== What is needed ==
Extract every line of the items below that contains the string "climber", and copy each of those lines in full.

Collected data:

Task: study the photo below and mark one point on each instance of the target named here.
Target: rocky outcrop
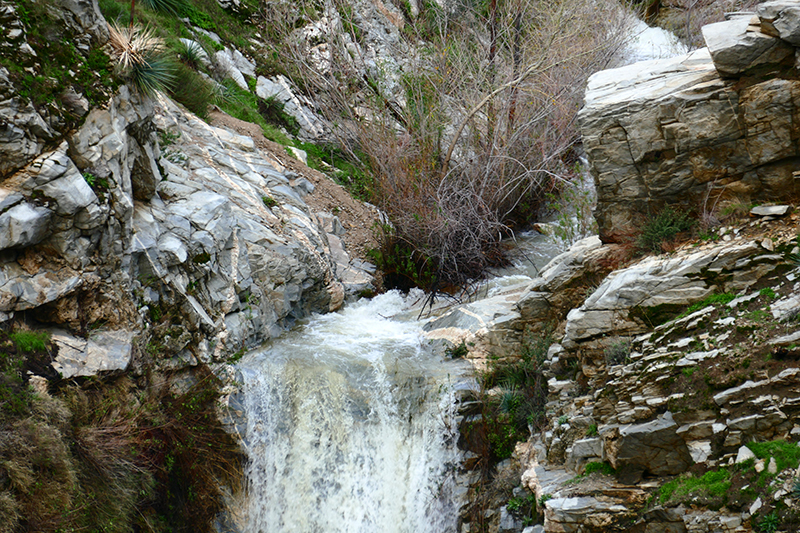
(687, 131)
(145, 229)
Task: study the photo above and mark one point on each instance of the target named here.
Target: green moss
(714, 299)
(663, 227)
(30, 341)
(786, 454)
(656, 315)
(712, 484)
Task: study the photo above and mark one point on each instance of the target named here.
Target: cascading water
(350, 427)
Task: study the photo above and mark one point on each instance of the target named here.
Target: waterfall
(351, 427)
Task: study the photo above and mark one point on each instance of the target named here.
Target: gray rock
(70, 192)
(736, 47)
(104, 351)
(574, 515)
(654, 447)
(781, 18)
(24, 225)
(664, 132)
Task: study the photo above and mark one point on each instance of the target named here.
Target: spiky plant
(192, 54)
(139, 55)
(172, 7)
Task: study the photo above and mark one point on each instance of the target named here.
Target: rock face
(159, 230)
(689, 130)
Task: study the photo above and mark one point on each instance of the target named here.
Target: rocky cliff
(673, 384)
(144, 218)
(698, 130)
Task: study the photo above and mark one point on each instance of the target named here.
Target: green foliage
(714, 299)
(663, 228)
(786, 454)
(457, 351)
(155, 74)
(273, 112)
(768, 293)
(770, 523)
(30, 341)
(712, 484)
(402, 265)
(172, 7)
(618, 352)
(597, 466)
(244, 105)
(796, 488)
(192, 90)
(521, 400)
(349, 170)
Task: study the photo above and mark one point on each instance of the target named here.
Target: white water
(351, 427)
(648, 43)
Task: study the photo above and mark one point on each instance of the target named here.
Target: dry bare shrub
(37, 468)
(477, 125)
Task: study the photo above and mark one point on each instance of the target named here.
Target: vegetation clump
(662, 228)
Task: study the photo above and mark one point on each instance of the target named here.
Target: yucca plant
(140, 58)
(172, 7)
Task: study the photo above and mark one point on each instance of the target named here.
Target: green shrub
(30, 341)
(192, 90)
(770, 523)
(712, 484)
(522, 396)
(597, 466)
(786, 454)
(663, 228)
(457, 351)
(618, 352)
(172, 7)
(719, 298)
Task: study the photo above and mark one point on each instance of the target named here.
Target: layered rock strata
(717, 123)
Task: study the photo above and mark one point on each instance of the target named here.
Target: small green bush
(786, 454)
(192, 90)
(663, 228)
(618, 352)
(712, 484)
(597, 466)
(457, 351)
(719, 298)
(30, 341)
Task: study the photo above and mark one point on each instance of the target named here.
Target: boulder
(103, 351)
(738, 46)
(653, 447)
(782, 19)
(24, 225)
(674, 131)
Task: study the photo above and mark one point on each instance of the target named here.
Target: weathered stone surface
(737, 47)
(781, 18)
(104, 351)
(651, 283)
(654, 447)
(672, 131)
(583, 514)
(311, 125)
(23, 225)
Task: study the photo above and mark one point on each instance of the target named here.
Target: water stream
(351, 426)
(350, 420)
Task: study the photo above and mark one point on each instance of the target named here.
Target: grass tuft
(662, 228)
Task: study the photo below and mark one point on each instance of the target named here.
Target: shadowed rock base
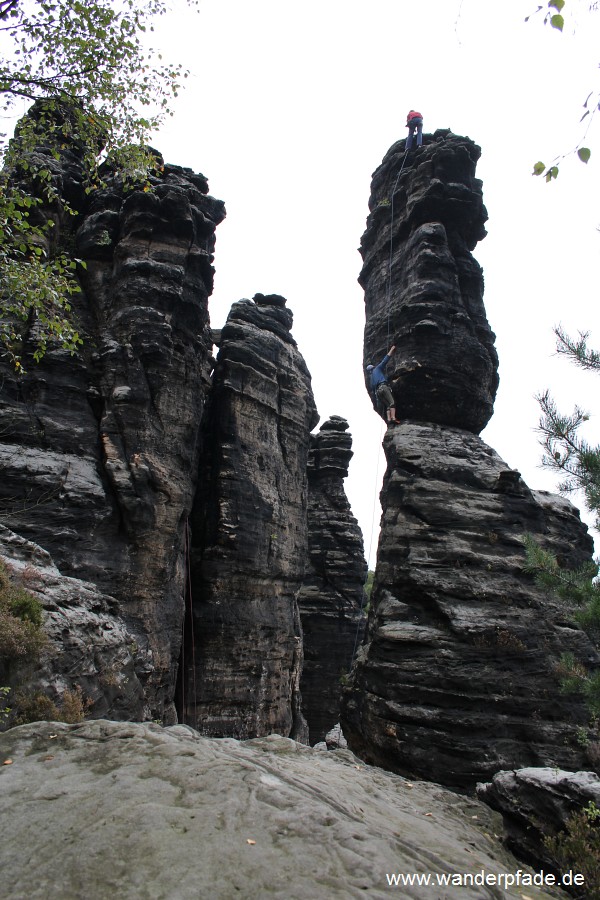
(458, 676)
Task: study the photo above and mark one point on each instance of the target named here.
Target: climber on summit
(414, 122)
(381, 388)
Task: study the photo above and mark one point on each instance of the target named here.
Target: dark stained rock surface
(332, 594)
(89, 649)
(106, 810)
(423, 287)
(458, 678)
(243, 652)
(99, 452)
(536, 803)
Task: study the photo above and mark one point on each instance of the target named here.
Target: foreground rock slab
(106, 809)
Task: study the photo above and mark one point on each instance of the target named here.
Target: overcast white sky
(290, 108)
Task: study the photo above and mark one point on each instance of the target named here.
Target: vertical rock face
(99, 452)
(243, 649)
(459, 675)
(424, 289)
(331, 597)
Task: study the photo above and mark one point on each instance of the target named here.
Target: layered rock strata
(459, 675)
(100, 451)
(89, 653)
(332, 595)
(536, 804)
(243, 643)
(423, 287)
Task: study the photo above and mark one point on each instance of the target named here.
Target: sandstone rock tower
(458, 676)
(241, 676)
(331, 597)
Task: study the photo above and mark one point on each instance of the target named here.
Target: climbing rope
(362, 600)
(389, 285)
(187, 607)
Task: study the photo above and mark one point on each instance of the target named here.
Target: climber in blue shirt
(381, 389)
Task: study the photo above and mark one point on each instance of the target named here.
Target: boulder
(108, 809)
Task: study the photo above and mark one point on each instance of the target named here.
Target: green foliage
(21, 632)
(577, 848)
(579, 465)
(553, 16)
(4, 710)
(38, 707)
(565, 451)
(92, 59)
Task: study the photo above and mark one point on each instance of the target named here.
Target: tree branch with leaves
(554, 16)
(94, 59)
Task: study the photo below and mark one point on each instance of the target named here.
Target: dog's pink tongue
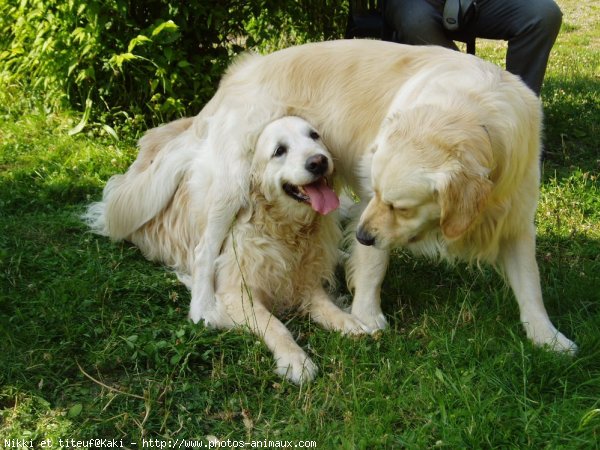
(322, 198)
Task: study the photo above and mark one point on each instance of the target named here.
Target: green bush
(156, 60)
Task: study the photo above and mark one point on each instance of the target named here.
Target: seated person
(529, 26)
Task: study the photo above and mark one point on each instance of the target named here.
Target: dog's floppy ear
(462, 196)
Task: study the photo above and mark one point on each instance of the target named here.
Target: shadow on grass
(572, 123)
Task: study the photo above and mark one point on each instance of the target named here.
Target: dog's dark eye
(280, 151)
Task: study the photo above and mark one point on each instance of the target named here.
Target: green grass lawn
(94, 341)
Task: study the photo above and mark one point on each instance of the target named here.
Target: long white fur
(346, 88)
(277, 255)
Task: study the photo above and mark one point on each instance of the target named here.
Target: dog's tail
(132, 199)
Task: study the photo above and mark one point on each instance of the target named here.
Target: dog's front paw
(372, 319)
(213, 317)
(558, 343)
(347, 323)
(296, 366)
(549, 337)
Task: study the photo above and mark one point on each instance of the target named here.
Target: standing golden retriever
(472, 133)
(280, 250)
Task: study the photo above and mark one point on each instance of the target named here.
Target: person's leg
(529, 26)
(417, 22)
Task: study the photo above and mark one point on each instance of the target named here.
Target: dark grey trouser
(529, 26)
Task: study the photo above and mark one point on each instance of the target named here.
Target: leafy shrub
(133, 60)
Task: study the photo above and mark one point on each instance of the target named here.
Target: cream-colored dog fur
(278, 253)
(355, 93)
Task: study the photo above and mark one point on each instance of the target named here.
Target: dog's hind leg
(518, 263)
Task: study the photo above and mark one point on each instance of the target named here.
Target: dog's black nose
(317, 164)
(364, 237)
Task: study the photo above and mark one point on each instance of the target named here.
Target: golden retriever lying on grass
(455, 172)
(281, 248)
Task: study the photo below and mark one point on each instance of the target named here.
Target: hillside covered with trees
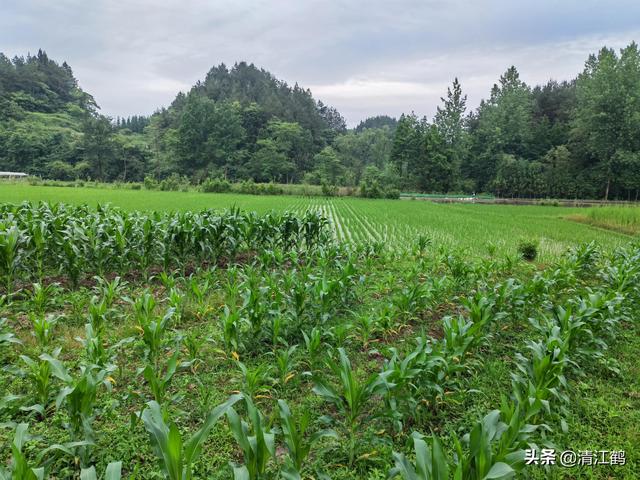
(576, 138)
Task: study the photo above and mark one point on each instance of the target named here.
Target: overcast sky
(365, 57)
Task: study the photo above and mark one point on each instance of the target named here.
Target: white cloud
(364, 57)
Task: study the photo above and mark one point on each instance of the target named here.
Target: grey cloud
(364, 57)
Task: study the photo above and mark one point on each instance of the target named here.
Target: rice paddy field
(182, 335)
(478, 228)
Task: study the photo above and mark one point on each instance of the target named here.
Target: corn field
(312, 344)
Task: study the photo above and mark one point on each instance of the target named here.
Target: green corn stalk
(176, 457)
(297, 441)
(352, 396)
(7, 337)
(159, 382)
(10, 254)
(19, 466)
(256, 441)
(43, 326)
(112, 472)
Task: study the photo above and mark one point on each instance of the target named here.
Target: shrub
(329, 190)
(150, 183)
(528, 250)
(215, 185)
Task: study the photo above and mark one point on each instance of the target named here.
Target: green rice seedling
(422, 243)
(298, 442)
(352, 396)
(19, 466)
(256, 441)
(177, 457)
(112, 472)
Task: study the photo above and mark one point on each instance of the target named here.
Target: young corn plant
(285, 363)
(160, 381)
(7, 337)
(112, 472)
(256, 381)
(43, 327)
(43, 297)
(39, 374)
(352, 396)
(255, 439)
(313, 344)
(175, 455)
(19, 467)
(11, 252)
(298, 441)
(78, 396)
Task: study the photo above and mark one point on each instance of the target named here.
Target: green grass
(481, 229)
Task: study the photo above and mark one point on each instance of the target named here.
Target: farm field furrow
(476, 228)
(321, 337)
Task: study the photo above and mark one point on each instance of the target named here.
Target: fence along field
(342, 339)
(478, 228)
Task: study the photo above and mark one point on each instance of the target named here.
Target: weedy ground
(271, 326)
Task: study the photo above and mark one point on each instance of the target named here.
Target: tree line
(575, 138)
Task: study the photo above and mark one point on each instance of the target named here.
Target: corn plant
(231, 328)
(176, 457)
(255, 439)
(154, 330)
(43, 297)
(11, 252)
(285, 364)
(256, 381)
(431, 461)
(298, 442)
(19, 467)
(112, 472)
(109, 291)
(352, 396)
(6, 336)
(78, 396)
(313, 344)
(39, 374)
(479, 455)
(415, 383)
(160, 381)
(43, 326)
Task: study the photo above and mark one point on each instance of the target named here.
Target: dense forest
(578, 138)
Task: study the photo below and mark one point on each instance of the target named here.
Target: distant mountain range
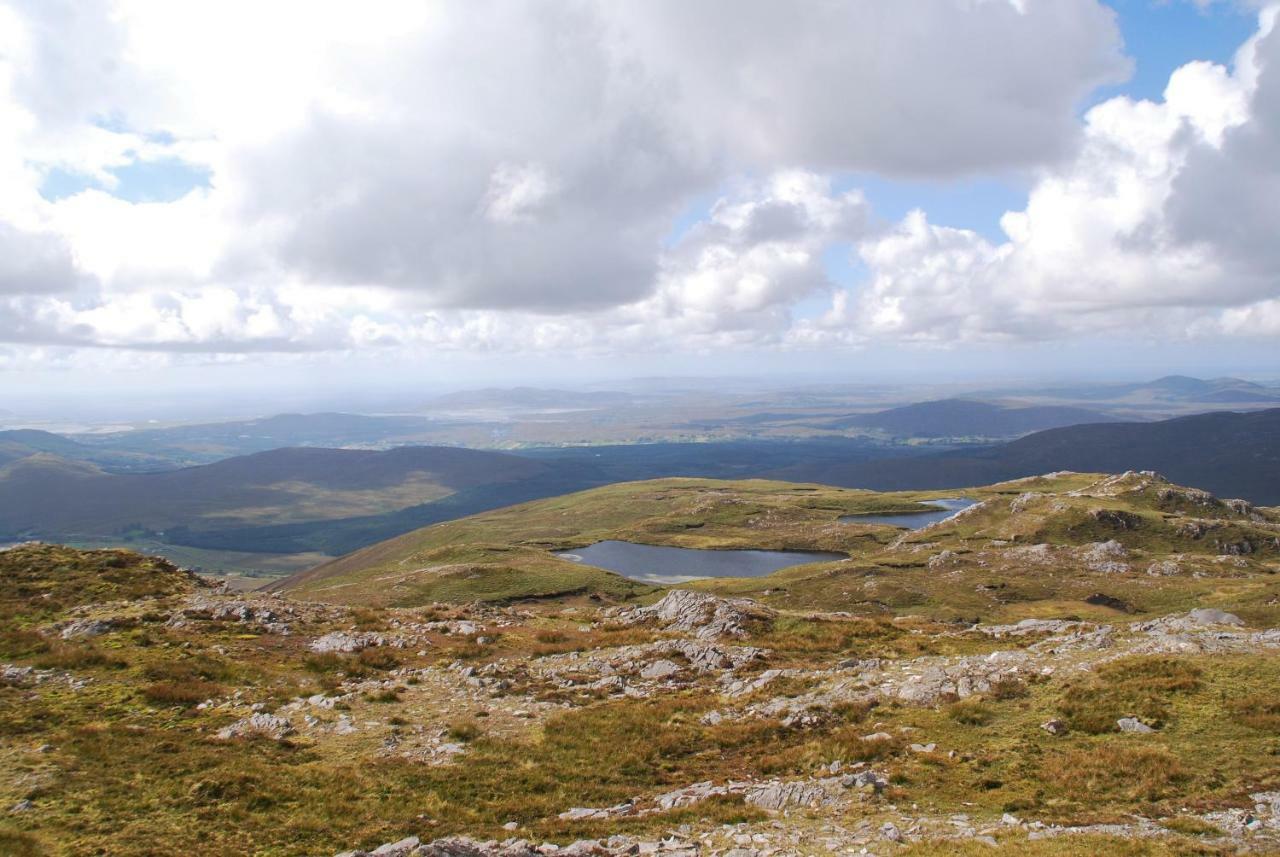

== Task output ==
Target: climber on summit
Target: climber in blue shirt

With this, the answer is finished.